:: GIVEN PROBLEM ::
Rewrite the paragraph of the character profile that begins "Abilities: Mael discovered the dark arts" as a short bulleted list, keeping its main facts.

:: READING TEXT ::

====

# Mael.



## Cryptic (Aug 4, 2008)

Picture: http://i101.photobucket.com/albums/m46/Demon_Wraith/1218251190grimfang_mealfinal.png

Name: Mael
Species: Bae'oth - reminiscient of a hybrid of Earth's animals the Sabertooth and the Bear.
Religion: None.

Era: Medieval

Abilities: Mael discovered the dark arts a long time ago, and with a mystical chant only known to a select few, changes his body to a grey, steel like appearance and his eyes to charcoal black. As well as a cosmetic change, it hardens his skin to such a degree that near to nothing can pierce, and he is considerably stronger, though slower. He has the ability to heal, and this healing is unusual(Mael learnt this as a dark art) as the process drains some of his lifeforce to heal another and whilst his lifeforce can re-generate it makes him very vunerable to attacks. He also cannot heal himself. Mael also knows the art of pentagrams. He has learnt to only draw two pentagrams, one which nulls the magical properties of the creature the user targets and one which holds a demonic creature for eternity. Mael wanted to learn more magic, but the with told him that if he learnt any higher levels of magic, the strain on his lifeforce would kill him. Any magical act taxes Mael heavily because he isn't very learned in the arts. Mael also has the ability to climb any surface through sheer speed and Mael's claws have been augmented with a rare metal G'eld when he was a youngling, the G'eld re-enforcing his claws to a point they can hold the weight of his body.

====

Data listing:
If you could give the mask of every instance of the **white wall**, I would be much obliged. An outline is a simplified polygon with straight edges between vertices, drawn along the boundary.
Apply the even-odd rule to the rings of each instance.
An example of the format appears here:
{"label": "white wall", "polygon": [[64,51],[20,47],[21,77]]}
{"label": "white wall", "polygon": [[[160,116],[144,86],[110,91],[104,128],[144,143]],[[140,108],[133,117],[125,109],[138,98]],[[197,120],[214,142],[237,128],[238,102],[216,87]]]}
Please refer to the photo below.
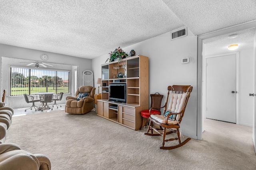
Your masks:
{"label": "white wall", "polygon": [[252,126],[253,97],[254,57],[253,49],[239,52],[239,100],[238,124]]}
{"label": "white wall", "polygon": [[[237,94],[237,107],[238,124],[248,126],[252,126],[252,113],[253,109],[253,98],[249,96],[249,93],[253,93],[254,84],[254,57],[253,49],[248,49],[241,51],[236,51],[239,52],[239,80]],[[231,52],[231,53],[232,53]],[[215,54],[212,54],[211,55]],[[205,58],[203,59],[203,101],[202,102],[202,113],[203,117],[206,117],[205,111]]]}
{"label": "white wall", "polygon": [[[24,96],[10,96],[10,80],[8,80],[8,75],[10,76],[10,64],[18,64],[26,65],[25,63],[19,63],[17,62],[18,59],[24,59],[26,61],[42,61],[40,59],[41,54],[45,53],[49,56],[49,59],[45,62],[48,63],[54,66],[55,68],[63,69],[64,68],[68,68],[71,70],[70,74],[70,88],[76,89],[77,87],[74,87],[74,70],[76,68],[77,69],[78,73],[78,86],[82,85],[82,72],[85,70],[92,70],[92,60],[84,59],[81,58],[76,57],[67,56],[60,54],[56,54],[34,50],[24,48],[5,45],[0,44],[0,57],[1,59],[0,61],[0,66],[1,66],[0,71],[1,78],[0,79],[0,84],[1,84],[1,94],[4,89],[7,89],[7,93],[5,100],[5,103],[10,107],[14,108],[24,108],[30,106],[31,104],[26,104],[25,102]],[[8,59],[9,59],[8,60]],[[2,62],[4,61],[4,62]],[[11,61],[11,63],[7,61]],[[15,63],[16,62],[16,63]],[[27,64],[27,63],[26,63]],[[63,65],[62,66],[62,65]],[[72,92],[74,90],[70,89],[70,92]],[[72,95],[72,94],[69,94]],[[68,94],[64,95],[61,102],[58,103],[66,103],[66,96]],[[18,101],[18,102],[17,102]]]}
{"label": "white wall", "polygon": [[[183,134],[195,139],[197,124],[197,41],[196,36],[188,30],[187,36],[174,41],[170,40],[170,34],[168,32],[126,48],[121,47],[128,53],[134,49],[136,55],[149,57],[149,94],[158,92],[163,94],[162,106],[166,100],[168,86],[182,84],[193,86],[181,125]],[[105,63],[108,57],[108,55],[106,54],[92,60],[95,84],[97,78],[101,77],[101,64]],[[182,59],[186,57],[190,57],[190,63],[182,64]]]}

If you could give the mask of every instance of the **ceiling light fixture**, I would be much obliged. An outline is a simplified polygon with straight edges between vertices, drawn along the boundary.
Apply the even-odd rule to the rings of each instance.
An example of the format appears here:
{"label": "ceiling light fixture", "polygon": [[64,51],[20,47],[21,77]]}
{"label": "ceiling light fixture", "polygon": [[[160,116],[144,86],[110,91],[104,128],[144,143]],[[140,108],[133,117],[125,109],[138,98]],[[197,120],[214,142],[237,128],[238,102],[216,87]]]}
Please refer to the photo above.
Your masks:
{"label": "ceiling light fixture", "polygon": [[238,34],[233,34],[230,35],[228,36],[228,38],[236,38],[237,37],[238,37]]}
{"label": "ceiling light fixture", "polygon": [[234,50],[238,48],[238,44],[232,44],[228,46],[228,49],[229,50]]}

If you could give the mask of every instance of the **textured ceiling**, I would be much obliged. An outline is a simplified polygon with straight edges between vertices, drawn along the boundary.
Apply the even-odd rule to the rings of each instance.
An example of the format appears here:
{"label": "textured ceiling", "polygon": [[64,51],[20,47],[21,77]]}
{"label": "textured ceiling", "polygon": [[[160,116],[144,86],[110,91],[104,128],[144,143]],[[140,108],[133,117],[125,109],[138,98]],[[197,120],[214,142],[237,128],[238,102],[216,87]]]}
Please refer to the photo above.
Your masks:
{"label": "textured ceiling", "polygon": [[[204,39],[204,56],[217,53],[236,52],[245,49],[253,48],[254,38],[256,33],[256,28],[245,29],[232,33],[225,34],[212,38]],[[237,37],[228,38],[228,36],[237,34]],[[228,49],[229,45],[237,44],[238,48],[235,50]]]}
{"label": "textured ceiling", "polygon": [[93,59],[184,26],[199,35],[256,20],[256,1],[0,0],[0,43]]}

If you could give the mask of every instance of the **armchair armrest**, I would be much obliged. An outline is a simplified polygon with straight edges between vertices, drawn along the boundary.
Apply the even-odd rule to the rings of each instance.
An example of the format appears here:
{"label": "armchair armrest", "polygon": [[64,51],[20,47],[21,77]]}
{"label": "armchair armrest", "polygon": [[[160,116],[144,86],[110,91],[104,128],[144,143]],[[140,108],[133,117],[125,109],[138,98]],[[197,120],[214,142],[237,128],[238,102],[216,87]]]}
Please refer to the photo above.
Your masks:
{"label": "armchair armrest", "polygon": [[51,169],[51,162],[47,156],[41,154],[34,154],[34,155],[39,161],[40,170],[50,170]]}
{"label": "armchair armrest", "polygon": [[83,102],[91,103],[94,102],[94,99],[92,98],[91,98],[90,97],[87,96],[83,98]]}
{"label": "armchair armrest", "polygon": [[12,115],[13,115],[13,113],[14,112],[14,111],[12,109],[12,108],[10,107],[0,107],[0,110],[9,110],[12,111]]}
{"label": "armchair armrest", "polygon": [[75,99],[75,100],[76,100],[77,98],[75,97],[73,97],[73,96],[67,96],[66,98],[66,100],[68,100],[69,99]]}
{"label": "armchair armrest", "polygon": [[4,143],[0,145],[0,154],[11,150],[20,150],[20,147],[16,144],[12,143]]}

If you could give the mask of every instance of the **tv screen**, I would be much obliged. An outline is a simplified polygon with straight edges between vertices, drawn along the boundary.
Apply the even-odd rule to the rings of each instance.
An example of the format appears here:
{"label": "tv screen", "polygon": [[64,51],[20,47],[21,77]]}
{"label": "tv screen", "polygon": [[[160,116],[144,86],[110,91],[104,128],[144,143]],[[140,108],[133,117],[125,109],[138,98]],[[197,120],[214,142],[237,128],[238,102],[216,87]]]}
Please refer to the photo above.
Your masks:
{"label": "tv screen", "polygon": [[126,84],[110,84],[109,100],[126,103]]}

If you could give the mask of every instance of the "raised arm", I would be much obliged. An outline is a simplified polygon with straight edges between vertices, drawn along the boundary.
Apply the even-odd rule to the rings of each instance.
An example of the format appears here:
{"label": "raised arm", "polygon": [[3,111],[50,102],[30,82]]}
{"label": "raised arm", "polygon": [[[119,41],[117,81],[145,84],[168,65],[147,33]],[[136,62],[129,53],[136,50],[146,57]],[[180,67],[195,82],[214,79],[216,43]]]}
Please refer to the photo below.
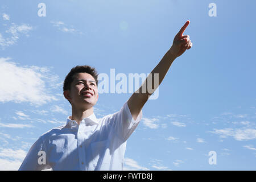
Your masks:
{"label": "raised arm", "polygon": [[[139,89],[134,92],[128,100],[128,106],[134,119],[136,120],[149,97],[160,85],[174,60],[181,55],[187,49],[192,47],[192,43],[189,40],[189,36],[188,35],[183,35],[183,33],[189,23],[189,20],[187,21],[181,27],[175,36],[171,48],[166,53],[159,63],[151,72],[151,76],[148,75]],[[154,82],[154,76],[156,75],[155,74],[158,74],[159,81],[158,84],[156,84],[157,86],[153,88],[153,85],[155,85]],[[152,90],[149,92],[148,90],[147,85],[148,84],[152,85],[151,88]],[[142,92],[143,88],[146,89],[146,92]]]}

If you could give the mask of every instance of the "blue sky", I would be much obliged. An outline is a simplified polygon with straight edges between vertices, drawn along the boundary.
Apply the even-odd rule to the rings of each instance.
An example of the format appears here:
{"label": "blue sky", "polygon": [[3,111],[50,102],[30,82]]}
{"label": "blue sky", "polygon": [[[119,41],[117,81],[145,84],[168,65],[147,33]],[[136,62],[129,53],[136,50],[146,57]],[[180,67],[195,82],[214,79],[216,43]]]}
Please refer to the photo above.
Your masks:
{"label": "blue sky", "polygon": [[[217,16],[208,14],[210,3]],[[193,47],[143,107],[125,169],[255,170],[255,7],[253,0],[2,0],[0,169],[18,169],[39,136],[65,123],[71,107],[63,81],[72,67],[149,73],[189,20],[184,34]],[[131,96],[100,94],[96,117]]]}

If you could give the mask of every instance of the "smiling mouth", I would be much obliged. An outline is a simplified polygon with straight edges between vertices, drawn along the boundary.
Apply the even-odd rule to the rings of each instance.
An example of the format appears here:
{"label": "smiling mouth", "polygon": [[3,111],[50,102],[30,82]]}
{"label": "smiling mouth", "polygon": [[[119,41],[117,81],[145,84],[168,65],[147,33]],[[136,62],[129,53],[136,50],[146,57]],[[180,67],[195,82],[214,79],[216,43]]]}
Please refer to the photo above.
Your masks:
{"label": "smiling mouth", "polygon": [[90,93],[85,93],[85,94],[83,94],[82,96],[84,97],[92,97],[92,95]]}

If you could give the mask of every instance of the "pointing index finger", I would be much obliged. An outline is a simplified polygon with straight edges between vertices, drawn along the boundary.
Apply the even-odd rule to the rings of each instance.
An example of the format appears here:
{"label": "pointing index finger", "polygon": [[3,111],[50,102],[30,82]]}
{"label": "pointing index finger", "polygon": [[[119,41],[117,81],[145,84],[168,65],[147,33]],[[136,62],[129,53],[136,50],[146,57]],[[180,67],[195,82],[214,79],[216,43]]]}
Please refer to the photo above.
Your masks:
{"label": "pointing index finger", "polygon": [[190,21],[189,20],[187,20],[186,22],[186,23],[185,23],[184,26],[181,27],[181,28],[180,28],[180,31],[178,33],[178,35],[180,36],[182,36],[182,35],[183,34],[184,32],[185,31],[185,30],[186,29],[187,27],[188,26],[189,23],[190,23]]}

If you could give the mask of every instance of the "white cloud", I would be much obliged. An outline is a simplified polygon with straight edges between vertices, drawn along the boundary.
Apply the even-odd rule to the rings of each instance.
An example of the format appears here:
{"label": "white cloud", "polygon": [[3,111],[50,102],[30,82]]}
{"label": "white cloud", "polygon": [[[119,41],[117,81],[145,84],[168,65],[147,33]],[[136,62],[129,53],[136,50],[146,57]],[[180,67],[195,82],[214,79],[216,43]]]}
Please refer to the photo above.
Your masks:
{"label": "white cloud", "polygon": [[18,171],[22,162],[0,159],[0,171]]}
{"label": "white cloud", "polygon": [[10,16],[5,13],[2,14],[4,20],[10,20]]}
{"label": "white cloud", "polygon": [[0,127],[10,127],[15,129],[23,129],[24,127],[34,127],[34,126],[31,125],[24,125],[24,124],[15,124],[15,123],[7,123],[3,124],[0,123]]}
{"label": "white cloud", "polygon": [[193,149],[190,147],[186,147],[187,150],[193,150]]}
{"label": "white cloud", "polygon": [[168,169],[168,167],[166,166],[153,165],[151,167],[158,170]]}
{"label": "white cloud", "polygon": [[11,24],[12,26],[5,31],[6,33],[10,34],[10,36],[4,38],[0,33],[0,46],[3,49],[16,44],[21,35],[25,35],[28,36],[28,32],[33,29],[31,26],[27,24],[18,25],[13,23]]}
{"label": "white cloud", "polygon": [[69,32],[69,33],[79,32],[80,34],[81,34],[81,32],[75,29],[72,26],[69,26],[65,24],[63,22],[51,21],[51,23],[53,24],[53,27],[57,27],[59,30],[64,32]]}
{"label": "white cloud", "polygon": [[54,105],[51,107],[51,111],[55,113],[60,113],[64,115],[67,115],[68,114],[67,110],[57,105]]}
{"label": "white cloud", "polygon": [[238,141],[251,140],[256,139],[256,130],[254,129],[213,129],[214,131],[210,133],[218,135],[221,138],[232,136]]}
{"label": "white cloud", "polygon": [[18,115],[20,116],[20,117],[29,117],[29,115],[27,115],[24,114],[24,113],[23,113],[22,111],[18,111],[15,113],[16,113],[16,114],[17,114]]}
{"label": "white cloud", "polygon": [[256,148],[254,148],[252,145],[249,145],[249,146],[243,146],[243,147],[245,147],[245,148],[250,149],[250,150],[256,150]]}
{"label": "white cloud", "polygon": [[167,138],[167,140],[172,140],[172,141],[177,141],[178,139],[179,139],[178,138],[175,138],[175,137],[174,137],[174,136],[169,136]]}
{"label": "white cloud", "polygon": [[176,167],[179,167],[180,164],[184,163],[184,162],[181,160],[175,160],[174,162],[172,162],[174,165]]}
{"label": "white cloud", "polygon": [[205,143],[206,142],[204,139],[201,138],[197,138],[196,139],[196,142],[197,142],[199,143]]}
{"label": "white cloud", "polygon": [[125,171],[148,171],[149,169],[139,166],[138,163],[133,159],[129,158],[125,159]]}
{"label": "white cloud", "polygon": [[159,125],[155,123],[155,122],[158,121],[159,119],[156,118],[148,119],[148,118],[143,118],[143,123],[146,126],[151,129],[156,129],[159,127]]}
{"label": "white cloud", "polygon": [[22,150],[0,148],[0,171],[16,171],[27,152]]}
{"label": "white cloud", "polygon": [[186,125],[183,123],[181,123],[177,121],[174,121],[171,122],[173,125],[177,126],[177,127],[185,127]]}
{"label": "white cloud", "polygon": [[45,68],[18,66],[10,60],[0,57],[0,102],[40,105],[57,100],[46,86],[56,78],[47,75]]}

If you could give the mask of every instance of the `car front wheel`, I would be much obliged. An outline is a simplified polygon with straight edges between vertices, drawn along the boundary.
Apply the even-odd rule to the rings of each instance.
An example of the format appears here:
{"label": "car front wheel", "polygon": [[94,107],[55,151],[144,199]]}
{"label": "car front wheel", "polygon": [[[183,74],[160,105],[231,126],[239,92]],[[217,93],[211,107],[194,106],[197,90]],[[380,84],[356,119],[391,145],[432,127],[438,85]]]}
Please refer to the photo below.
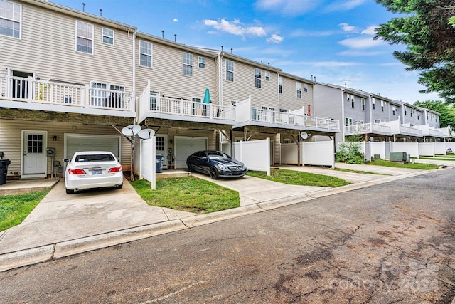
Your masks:
{"label": "car front wheel", "polygon": [[218,172],[216,170],[215,167],[212,167],[210,170],[210,177],[213,179],[217,179],[218,178]]}

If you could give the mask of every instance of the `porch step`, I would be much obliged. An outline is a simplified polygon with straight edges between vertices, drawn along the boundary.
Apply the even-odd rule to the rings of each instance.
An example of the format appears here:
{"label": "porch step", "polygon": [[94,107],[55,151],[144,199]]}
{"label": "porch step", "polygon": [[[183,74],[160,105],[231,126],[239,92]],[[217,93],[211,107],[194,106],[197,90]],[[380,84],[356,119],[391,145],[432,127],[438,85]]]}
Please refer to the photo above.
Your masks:
{"label": "porch step", "polygon": [[23,193],[44,191],[52,189],[60,179],[18,179],[6,180],[6,183],[0,185],[0,196],[16,195]]}
{"label": "porch step", "polygon": [[170,179],[172,177],[184,177],[191,175],[191,172],[183,170],[164,170],[162,173],[156,173],[156,179]]}

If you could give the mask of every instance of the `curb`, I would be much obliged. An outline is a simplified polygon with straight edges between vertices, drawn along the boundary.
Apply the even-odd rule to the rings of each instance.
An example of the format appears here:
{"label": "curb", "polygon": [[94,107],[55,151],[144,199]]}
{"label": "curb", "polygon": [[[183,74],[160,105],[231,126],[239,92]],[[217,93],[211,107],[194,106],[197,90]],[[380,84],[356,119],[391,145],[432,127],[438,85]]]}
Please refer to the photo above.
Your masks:
{"label": "curb", "polygon": [[[161,223],[132,227],[95,236],[65,241],[30,249],[4,253],[0,255],[0,272],[82,252],[119,245],[123,243],[137,241],[151,236],[188,229],[219,221],[272,210],[375,184],[422,175],[437,170],[438,169],[387,177],[380,179],[351,184],[338,188],[315,191],[307,194],[289,196],[282,199],[243,206],[233,209],[223,210],[207,214],[196,215]],[[2,232],[4,234],[4,231]],[[2,233],[0,233],[0,239],[2,234]]]}

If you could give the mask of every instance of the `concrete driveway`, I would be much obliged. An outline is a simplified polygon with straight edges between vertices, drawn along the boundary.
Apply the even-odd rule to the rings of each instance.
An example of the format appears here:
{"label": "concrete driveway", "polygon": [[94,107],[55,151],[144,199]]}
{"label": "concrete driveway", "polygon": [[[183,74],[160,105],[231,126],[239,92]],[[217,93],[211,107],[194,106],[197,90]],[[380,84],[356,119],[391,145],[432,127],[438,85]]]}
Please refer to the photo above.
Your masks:
{"label": "concrete driveway", "polygon": [[74,194],[61,180],[22,224],[0,233],[0,254],[193,215],[147,205],[127,180]]}
{"label": "concrete driveway", "polygon": [[240,206],[258,203],[285,201],[309,197],[312,192],[330,188],[282,184],[247,175],[242,178],[212,179],[209,176],[193,172],[191,175],[239,192]]}

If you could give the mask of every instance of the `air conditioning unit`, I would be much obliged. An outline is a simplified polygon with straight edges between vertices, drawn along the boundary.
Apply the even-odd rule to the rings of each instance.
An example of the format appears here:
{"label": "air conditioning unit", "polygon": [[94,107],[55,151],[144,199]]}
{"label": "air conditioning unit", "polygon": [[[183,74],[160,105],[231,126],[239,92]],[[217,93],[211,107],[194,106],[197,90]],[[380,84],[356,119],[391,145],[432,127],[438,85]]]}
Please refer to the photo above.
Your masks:
{"label": "air conditioning unit", "polygon": [[407,162],[407,154],[406,152],[390,152],[389,160],[390,162]]}

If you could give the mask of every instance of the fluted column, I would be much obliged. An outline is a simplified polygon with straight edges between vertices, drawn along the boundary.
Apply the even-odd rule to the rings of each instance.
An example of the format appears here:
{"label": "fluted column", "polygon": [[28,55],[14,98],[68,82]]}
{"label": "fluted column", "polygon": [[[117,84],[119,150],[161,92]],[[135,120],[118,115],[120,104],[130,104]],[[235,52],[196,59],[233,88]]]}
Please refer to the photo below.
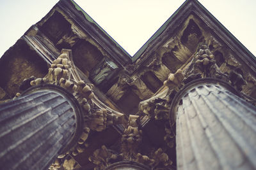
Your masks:
{"label": "fluted column", "polygon": [[71,94],[49,85],[0,105],[1,169],[47,169],[77,139],[79,112]]}
{"label": "fluted column", "polygon": [[106,168],[106,170],[149,170],[145,165],[133,161],[120,161]]}
{"label": "fluted column", "polygon": [[205,78],[173,99],[177,169],[256,169],[256,108],[234,93],[225,82]]}

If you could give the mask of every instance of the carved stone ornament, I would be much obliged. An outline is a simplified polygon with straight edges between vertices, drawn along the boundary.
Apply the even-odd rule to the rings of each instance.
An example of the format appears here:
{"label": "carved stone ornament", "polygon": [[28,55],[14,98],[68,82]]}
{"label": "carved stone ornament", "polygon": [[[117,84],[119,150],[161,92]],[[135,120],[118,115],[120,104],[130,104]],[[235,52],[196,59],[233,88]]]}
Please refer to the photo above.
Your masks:
{"label": "carved stone ornament", "polygon": [[[31,76],[25,79],[20,88],[25,90],[31,86],[44,84],[58,85],[69,91],[77,100],[83,112],[83,132],[77,145],[67,153],[60,155],[59,159],[69,153],[77,155],[83,152],[88,147],[85,141],[90,131],[100,132],[108,125],[122,124],[125,121],[124,114],[108,107],[94,95],[92,84],[85,83],[81,80],[74,66],[70,50],[62,50],[60,55],[52,61],[45,77],[36,78]],[[55,162],[51,167],[57,167],[59,166]]]}

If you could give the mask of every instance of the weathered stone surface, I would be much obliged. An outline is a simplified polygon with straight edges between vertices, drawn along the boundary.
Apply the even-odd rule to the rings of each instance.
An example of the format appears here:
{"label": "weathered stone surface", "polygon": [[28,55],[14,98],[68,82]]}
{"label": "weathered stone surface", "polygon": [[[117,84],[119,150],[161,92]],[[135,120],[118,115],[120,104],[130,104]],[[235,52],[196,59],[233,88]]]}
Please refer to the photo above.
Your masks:
{"label": "weathered stone surface", "polygon": [[202,79],[175,97],[178,169],[255,169],[256,108],[228,86]]}
{"label": "weathered stone surface", "polygon": [[45,169],[76,144],[81,117],[70,96],[44,86],[0,106],[1,168]]}

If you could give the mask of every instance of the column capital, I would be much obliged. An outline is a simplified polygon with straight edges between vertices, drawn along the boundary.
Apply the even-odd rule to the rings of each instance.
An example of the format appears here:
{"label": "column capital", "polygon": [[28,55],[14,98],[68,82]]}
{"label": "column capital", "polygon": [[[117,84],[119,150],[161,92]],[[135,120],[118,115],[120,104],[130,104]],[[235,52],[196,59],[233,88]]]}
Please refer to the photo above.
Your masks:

====

:: FINAL RESULT ::
- Mael discovered the dark arts long ago. A mystical chant known to few turns his body grey and steel-like and his eyes charcoal black.
- The change hardens his skin so that almost nothing can pierce it. It makes him considerably stronger but slower.
- He can heal others through a dark art that drains some of his lifeforce. His lifeforce regenerates, but the healing leaves him very vulnerable to attacks.
- He cannot heal himself.
- He can draw two pentagrams. One nulls the magical properties of a targeted creature, and the other holds a demonic creature for eternity.
- He was told that learning any higher levels of magic would kill him through the strain on his lifeforce.
- Any magical act taxes him heavily because he is not very learned in the arts.
- He can climb any surface through sheer speed.
- His claws were reinforced with the rare metal G'eld when he was a youngling, so they can hold his body's weight.